───── Texto fuente

# Goldstar CN-20A30H chasis NC-4ha no enciende



## alejandro valero (Ago 20, 2014)

saludos tengo en el taller este tv viejito Goldstar CN-20A30H chasis NC-4ha el no enciende pero al darle encendido el relé suena como que quisiera encender pero no lo hace, saque el relé para revisarlo y esta bien en los pines donde va la bobina en standby llegan los 5 volts y al pulsar el encendido llega a 12 volt y al pulsar de nuevo otra vez va a 5 volt pero sin el relé al ponerle este los voltajes caen aun si le quito la carga al relé solo con la bobina de este cambie los dos transistotes que manejan el rele (q7 y q8 )aun marcando bien pero quedo igual
solicito ayuda
subo el diagama


----------



## el-rey-julien (Ago 20, 2014)

revisa condensadores de la fuente


----------



## Cdma System (Ago 21, 2014)

Toooodoooosss los voltajes están bien o solo está bien el relé y sus drivers?


----------



## elgriego (Ago 21, 2014)

Buenos Dias alejandro valero,Por empezar que voltage tenes en el positivo de c811,,tambien tenes que verificar ,voltage en los emisores de q801 y de q802.Medi eso y contanos como te fue.


Saludos.


----------



## Cdma System (Ago 21, 2014)

Lo único que hay que fijarse en el relay es si cierra, una ves que cierre ya tenés que buscar en la línea de la salida del relay(llave), no así la entrada(bobina)


----------



## alejandro valero (Ago 21, 2014)

revisare lo sugerido y comentare. con respecto al relé no llega a cerrar, falla y no cierra si yo cierro manualmente los contactos del relé ,el tele enciende


----------



## el-rey-julien (Ago 21, 2014)

haaa eso no lo dijiste,
proba con otro relé,quizás la tensión baja porque el rele tiene en corto la bobina
o proba el rele aparte,


----------



## alejandro valero (Ago 21, 2014)

──────────
───── Datos registrados

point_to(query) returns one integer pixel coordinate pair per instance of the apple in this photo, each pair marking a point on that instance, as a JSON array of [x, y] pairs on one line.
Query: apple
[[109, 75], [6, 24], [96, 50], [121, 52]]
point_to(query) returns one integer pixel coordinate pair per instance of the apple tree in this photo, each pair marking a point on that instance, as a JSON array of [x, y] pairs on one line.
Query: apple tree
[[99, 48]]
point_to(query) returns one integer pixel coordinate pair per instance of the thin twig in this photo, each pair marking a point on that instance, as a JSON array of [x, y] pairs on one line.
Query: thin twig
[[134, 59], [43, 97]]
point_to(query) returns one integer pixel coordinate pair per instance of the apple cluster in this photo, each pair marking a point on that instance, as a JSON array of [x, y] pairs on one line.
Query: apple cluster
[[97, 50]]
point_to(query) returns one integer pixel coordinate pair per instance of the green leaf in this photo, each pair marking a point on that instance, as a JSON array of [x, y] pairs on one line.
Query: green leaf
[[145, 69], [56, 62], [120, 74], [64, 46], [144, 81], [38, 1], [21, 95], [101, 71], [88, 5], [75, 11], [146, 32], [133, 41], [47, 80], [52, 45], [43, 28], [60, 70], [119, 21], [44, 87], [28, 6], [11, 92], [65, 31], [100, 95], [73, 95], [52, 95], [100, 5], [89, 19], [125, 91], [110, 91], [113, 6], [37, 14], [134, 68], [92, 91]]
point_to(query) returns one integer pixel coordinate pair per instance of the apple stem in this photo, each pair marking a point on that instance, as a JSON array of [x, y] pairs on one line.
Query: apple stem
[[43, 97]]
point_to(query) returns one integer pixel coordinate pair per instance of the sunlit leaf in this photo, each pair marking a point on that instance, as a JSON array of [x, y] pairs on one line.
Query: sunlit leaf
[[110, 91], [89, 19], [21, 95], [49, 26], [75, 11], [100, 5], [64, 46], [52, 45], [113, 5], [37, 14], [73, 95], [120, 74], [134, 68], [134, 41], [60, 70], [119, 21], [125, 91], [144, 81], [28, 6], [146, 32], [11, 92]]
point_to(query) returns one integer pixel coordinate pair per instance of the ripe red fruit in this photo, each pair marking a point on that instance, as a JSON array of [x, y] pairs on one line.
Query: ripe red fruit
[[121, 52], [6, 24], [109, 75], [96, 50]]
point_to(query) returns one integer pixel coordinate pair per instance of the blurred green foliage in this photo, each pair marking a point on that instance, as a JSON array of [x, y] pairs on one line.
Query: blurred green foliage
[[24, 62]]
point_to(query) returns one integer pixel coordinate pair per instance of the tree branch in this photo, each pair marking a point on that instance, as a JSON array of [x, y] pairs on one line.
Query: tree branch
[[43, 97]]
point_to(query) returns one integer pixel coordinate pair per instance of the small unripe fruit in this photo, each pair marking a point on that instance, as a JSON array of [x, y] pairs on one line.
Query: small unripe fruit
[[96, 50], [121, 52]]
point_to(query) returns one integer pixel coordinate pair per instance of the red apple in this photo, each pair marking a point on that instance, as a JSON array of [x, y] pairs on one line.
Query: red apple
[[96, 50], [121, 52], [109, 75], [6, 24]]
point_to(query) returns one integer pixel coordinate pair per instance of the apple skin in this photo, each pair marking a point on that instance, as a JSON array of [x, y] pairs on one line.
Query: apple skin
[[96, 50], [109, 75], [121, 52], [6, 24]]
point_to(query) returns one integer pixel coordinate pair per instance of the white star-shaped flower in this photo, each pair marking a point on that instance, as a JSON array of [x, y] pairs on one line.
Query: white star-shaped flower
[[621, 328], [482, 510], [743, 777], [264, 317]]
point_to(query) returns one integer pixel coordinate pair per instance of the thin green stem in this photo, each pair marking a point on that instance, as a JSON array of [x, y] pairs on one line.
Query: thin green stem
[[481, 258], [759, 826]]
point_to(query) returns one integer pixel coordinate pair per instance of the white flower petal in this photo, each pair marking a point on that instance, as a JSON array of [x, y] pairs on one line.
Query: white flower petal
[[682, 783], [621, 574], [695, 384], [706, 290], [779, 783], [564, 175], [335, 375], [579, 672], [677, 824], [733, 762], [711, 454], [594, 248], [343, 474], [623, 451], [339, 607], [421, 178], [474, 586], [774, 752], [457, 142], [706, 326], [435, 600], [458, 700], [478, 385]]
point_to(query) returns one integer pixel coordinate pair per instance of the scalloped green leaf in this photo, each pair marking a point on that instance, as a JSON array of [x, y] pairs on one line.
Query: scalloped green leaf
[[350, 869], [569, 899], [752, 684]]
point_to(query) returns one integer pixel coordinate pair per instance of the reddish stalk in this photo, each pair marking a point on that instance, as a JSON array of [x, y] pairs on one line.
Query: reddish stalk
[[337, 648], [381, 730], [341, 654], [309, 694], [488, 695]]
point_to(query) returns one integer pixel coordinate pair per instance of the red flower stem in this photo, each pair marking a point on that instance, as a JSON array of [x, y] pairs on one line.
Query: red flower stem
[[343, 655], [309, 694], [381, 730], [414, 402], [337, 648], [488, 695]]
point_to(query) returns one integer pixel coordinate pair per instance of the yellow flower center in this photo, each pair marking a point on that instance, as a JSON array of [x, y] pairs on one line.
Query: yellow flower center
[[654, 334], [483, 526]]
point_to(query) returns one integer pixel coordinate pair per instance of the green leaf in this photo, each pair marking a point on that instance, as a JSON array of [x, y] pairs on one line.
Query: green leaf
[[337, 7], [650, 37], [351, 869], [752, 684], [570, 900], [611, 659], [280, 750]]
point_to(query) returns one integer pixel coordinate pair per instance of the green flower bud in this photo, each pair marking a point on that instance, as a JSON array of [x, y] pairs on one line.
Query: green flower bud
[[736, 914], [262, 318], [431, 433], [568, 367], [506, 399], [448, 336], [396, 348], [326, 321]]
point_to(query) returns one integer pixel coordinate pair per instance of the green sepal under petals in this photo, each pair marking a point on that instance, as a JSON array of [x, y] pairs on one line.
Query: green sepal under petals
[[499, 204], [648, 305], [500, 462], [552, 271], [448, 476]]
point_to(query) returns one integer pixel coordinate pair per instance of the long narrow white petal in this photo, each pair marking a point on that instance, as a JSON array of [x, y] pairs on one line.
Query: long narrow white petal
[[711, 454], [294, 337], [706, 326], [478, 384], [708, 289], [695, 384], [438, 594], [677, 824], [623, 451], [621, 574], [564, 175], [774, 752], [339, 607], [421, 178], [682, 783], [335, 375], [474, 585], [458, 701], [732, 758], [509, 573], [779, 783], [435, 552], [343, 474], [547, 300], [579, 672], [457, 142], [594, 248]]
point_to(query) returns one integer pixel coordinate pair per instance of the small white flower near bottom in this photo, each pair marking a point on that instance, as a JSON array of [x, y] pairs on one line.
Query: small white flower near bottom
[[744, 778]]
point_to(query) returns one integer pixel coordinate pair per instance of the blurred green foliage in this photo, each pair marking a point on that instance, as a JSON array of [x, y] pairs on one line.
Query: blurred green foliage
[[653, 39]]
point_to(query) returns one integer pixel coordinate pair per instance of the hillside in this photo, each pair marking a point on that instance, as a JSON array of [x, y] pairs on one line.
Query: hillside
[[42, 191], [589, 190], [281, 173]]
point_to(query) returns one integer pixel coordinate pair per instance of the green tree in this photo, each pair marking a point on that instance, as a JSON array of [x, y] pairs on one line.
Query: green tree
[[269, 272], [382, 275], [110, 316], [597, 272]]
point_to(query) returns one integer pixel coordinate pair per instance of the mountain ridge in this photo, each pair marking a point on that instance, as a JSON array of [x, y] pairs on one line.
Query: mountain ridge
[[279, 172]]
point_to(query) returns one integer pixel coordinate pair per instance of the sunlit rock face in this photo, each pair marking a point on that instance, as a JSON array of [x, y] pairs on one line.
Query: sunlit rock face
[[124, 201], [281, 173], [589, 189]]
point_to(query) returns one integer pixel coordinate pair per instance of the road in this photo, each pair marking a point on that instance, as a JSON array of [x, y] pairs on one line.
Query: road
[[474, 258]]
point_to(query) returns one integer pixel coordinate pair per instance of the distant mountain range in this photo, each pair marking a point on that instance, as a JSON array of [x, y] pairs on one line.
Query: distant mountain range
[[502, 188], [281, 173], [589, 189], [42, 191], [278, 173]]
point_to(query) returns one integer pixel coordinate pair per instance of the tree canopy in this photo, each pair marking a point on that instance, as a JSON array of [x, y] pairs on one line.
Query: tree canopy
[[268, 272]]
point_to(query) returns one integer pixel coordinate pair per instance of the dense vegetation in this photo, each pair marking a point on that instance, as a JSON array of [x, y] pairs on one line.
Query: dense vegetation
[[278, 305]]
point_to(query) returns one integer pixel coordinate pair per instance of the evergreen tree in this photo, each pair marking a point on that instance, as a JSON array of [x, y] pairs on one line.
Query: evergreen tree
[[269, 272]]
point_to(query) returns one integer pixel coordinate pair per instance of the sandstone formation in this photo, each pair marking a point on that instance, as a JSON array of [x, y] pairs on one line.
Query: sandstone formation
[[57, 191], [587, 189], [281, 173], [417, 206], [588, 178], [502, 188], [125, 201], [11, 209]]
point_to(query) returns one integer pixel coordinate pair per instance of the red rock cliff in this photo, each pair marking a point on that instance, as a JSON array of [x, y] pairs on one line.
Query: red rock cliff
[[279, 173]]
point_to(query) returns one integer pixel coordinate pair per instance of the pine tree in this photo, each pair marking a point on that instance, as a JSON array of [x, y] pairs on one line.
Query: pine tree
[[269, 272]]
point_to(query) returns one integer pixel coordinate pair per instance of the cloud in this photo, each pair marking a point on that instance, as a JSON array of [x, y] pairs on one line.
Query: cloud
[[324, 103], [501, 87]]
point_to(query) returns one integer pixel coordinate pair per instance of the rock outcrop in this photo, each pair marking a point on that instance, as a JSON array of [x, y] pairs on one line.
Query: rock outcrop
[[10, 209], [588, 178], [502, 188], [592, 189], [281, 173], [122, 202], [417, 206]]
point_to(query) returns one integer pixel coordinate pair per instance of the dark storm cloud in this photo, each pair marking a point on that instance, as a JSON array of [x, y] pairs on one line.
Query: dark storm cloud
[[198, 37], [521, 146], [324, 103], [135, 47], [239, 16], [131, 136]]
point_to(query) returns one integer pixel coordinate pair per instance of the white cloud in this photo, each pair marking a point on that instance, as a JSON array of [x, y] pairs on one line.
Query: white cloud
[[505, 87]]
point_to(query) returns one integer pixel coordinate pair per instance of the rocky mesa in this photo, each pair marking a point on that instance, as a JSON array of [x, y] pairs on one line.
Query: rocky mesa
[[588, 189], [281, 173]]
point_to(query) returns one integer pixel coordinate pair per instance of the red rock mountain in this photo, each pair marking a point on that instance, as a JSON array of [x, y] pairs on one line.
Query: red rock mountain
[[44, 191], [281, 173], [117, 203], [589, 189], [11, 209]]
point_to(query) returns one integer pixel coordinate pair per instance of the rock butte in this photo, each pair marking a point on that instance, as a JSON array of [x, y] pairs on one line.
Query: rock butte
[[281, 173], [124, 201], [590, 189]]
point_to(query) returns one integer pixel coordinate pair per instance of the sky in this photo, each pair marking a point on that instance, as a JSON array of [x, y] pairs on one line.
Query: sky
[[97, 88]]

──────────

Acciones a realizar:
A: ¿Puedes convertir en una lista breve el párrafo del texto fuente que empieza con "saludos tengo en el taller", sin perder sus datos principales?
B: Según el texto fuente, ¿qué pasa cuando alejandro valero cierra manualmente los contactos del relé?
Apóyate únicamente en el texto fuente.

Respuestas:
A:
- En el taller hay un televisor Goldstar CN-20A30H, chasis NC-4ha, que no enciende.
- Al darle encendido, el relé suena como si quisiera encender, pero no lo hace.
- Se sacó el relé para revisarlo y está bien.
- Sin el relé, en los pines de la bobina llegan 5 V en standby. Al pulsar el encendido suben a 12 V y, al pulsar de nuevo, vuelven a 5 V.
- Con el relé puesto, los voltajes caen, aun quitándole la carga y dejando solo la bobina.
- Se cambiaron los dos transistores que manejan el relé (Q7 y Q8), aunque marcaban bien, y todo quedó igual.

B: El televisor enciende.